WHAT YOU HAVE TO DO> Please copy out each line of the entries in which "blade" appears.

RAW DATA>

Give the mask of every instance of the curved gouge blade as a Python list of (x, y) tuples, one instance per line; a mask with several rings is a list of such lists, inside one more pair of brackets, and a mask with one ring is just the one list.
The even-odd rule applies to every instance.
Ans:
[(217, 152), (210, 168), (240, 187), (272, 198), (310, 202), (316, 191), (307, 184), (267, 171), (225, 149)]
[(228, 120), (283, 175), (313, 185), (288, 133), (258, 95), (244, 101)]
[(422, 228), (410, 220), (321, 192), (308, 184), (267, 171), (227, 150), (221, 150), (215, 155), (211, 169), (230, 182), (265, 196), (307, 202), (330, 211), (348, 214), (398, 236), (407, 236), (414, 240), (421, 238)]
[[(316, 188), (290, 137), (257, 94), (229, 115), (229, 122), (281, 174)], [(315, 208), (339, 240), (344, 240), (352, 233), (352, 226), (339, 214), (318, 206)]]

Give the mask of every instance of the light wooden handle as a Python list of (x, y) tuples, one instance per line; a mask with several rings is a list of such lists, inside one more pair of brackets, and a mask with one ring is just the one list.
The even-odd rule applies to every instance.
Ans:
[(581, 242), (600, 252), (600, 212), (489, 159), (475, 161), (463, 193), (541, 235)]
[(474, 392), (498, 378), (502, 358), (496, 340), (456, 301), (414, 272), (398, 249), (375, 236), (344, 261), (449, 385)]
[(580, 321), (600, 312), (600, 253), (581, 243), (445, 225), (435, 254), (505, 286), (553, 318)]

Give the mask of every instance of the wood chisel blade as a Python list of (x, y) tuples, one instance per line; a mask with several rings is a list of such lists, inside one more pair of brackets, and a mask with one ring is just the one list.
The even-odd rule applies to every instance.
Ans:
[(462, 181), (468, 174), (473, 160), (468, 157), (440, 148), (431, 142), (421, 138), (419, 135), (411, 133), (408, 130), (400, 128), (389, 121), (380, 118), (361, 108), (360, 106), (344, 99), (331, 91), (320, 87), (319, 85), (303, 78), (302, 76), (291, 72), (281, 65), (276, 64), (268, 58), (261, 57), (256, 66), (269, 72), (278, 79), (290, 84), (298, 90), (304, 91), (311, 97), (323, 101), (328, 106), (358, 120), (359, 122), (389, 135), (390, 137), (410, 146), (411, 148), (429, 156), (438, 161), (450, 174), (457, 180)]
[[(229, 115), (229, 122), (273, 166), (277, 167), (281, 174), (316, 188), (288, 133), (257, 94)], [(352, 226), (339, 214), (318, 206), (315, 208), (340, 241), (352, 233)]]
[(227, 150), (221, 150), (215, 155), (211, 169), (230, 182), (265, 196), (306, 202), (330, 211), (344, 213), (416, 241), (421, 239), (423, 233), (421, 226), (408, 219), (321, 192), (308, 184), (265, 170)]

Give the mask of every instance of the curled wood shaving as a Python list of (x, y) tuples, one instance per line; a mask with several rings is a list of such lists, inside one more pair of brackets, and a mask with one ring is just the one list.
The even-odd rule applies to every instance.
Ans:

COMPLETED TASK>
Give the mask of every instance of the curved gouge blade as a Python list of (x, y) tuples, one instance per line; a mask with several rings is a list of such lists, inside one more pair of brackets, and a mask with one ring is just the one list.
Give the mask of every instance of the wood chisel blade as a Python list of (x, y) tuples, one instance per line; a mask with several rings is a list of such lists, inside one more pair of brackets, and a mask with one ring is just the one list.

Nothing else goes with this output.